(WHAT THIS TASK INVOLVES) Find each line below that contains the word "white" and copy every one of them.

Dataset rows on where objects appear
>>>>

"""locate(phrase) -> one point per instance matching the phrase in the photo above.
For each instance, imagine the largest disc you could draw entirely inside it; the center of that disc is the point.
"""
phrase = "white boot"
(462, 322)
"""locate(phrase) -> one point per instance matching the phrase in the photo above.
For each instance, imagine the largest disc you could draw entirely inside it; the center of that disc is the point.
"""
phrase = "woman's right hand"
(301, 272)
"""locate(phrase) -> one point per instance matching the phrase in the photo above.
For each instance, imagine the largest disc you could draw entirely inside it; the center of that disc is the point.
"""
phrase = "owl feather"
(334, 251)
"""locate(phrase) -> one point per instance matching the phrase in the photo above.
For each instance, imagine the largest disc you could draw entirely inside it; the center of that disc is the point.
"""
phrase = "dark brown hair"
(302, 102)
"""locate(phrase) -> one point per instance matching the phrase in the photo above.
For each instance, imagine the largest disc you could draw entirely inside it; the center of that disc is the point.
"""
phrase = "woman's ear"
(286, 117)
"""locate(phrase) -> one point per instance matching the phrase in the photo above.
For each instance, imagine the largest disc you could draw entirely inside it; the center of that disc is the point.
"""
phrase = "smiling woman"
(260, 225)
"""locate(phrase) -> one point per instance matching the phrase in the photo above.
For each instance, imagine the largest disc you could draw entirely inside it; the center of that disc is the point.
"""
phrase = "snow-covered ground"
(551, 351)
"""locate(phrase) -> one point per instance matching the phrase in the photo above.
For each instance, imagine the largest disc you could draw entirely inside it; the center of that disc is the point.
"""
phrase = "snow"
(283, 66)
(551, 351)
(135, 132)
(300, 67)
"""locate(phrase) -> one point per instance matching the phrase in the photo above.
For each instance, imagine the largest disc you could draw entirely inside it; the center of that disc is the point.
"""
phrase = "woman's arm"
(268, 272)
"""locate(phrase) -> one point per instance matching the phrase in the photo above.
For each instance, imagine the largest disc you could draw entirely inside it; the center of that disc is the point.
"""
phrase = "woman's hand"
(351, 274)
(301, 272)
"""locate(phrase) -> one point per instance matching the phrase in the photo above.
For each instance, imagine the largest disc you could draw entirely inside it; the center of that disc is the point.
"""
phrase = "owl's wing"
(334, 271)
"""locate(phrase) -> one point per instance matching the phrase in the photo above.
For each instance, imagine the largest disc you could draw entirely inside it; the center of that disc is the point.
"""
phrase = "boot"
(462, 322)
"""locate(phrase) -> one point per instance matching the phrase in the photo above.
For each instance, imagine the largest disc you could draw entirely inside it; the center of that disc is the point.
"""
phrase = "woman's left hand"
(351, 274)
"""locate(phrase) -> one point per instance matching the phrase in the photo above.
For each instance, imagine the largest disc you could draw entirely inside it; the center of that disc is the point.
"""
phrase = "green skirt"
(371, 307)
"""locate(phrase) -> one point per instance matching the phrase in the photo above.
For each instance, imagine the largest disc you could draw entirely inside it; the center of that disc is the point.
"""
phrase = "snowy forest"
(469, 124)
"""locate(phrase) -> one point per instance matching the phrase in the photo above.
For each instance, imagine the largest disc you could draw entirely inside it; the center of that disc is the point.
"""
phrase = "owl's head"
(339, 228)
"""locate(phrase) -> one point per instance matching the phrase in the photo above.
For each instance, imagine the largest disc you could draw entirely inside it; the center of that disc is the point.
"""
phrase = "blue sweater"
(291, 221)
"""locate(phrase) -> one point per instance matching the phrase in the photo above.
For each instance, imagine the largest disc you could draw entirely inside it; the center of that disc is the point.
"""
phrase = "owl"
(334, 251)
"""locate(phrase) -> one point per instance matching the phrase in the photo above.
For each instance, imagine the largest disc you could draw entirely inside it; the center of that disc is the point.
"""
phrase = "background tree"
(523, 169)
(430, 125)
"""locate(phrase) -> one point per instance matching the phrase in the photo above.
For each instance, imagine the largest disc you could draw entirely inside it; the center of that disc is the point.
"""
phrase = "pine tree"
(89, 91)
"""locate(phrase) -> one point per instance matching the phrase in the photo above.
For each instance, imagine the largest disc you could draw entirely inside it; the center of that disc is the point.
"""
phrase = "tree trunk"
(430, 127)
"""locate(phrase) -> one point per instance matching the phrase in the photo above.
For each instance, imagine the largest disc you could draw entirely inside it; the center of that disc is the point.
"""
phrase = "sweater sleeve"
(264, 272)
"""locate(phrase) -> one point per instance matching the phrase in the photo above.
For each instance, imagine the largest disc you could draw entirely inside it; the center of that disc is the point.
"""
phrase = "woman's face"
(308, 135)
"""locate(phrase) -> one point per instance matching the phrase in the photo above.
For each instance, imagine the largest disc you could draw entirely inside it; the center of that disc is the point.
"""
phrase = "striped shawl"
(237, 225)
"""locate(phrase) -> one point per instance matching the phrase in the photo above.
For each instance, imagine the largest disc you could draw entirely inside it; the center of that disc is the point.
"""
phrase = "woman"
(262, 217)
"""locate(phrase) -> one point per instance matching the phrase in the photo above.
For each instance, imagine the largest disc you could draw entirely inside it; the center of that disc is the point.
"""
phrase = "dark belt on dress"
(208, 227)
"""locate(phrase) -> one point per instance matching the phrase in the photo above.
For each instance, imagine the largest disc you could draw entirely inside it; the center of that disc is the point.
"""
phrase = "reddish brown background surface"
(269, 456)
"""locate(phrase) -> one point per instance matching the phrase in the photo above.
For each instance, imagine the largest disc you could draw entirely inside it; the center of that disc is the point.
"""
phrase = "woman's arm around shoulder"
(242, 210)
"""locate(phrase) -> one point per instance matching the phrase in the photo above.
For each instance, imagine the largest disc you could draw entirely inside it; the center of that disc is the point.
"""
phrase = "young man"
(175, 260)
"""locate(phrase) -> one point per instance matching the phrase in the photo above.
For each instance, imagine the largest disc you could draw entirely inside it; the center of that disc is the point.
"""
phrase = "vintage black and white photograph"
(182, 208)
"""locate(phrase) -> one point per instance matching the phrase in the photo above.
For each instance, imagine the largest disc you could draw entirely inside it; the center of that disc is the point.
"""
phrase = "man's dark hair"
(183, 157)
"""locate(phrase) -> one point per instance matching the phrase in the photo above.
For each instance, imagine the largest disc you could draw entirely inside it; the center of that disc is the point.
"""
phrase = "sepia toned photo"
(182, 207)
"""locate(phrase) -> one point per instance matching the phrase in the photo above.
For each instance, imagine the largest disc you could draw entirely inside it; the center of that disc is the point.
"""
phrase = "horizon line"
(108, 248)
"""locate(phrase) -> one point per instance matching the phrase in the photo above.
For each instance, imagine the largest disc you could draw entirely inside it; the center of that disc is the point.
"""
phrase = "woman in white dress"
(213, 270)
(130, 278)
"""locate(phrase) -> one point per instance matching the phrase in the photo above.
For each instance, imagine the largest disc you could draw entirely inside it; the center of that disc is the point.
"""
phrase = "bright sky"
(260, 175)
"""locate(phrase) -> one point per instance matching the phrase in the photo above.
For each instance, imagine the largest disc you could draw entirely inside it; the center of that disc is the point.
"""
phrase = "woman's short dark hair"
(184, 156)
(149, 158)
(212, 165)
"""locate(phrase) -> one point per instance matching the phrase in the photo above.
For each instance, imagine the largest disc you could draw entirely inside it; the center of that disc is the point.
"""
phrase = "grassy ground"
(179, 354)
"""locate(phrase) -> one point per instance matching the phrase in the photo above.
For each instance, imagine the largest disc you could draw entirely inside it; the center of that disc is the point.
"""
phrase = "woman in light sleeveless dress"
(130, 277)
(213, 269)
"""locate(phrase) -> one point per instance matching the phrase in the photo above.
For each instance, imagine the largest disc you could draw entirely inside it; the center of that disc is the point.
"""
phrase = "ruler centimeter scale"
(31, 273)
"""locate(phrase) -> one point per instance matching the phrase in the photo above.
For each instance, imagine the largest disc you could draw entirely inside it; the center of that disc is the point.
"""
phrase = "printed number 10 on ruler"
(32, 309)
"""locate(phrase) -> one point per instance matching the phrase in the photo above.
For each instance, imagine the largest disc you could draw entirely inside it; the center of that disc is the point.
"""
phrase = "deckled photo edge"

<<<<

(SOLVED EXERCISE)
phrase = "white boot"
phrase = "vintage black and white photograph"
phrase = "woman in white dress"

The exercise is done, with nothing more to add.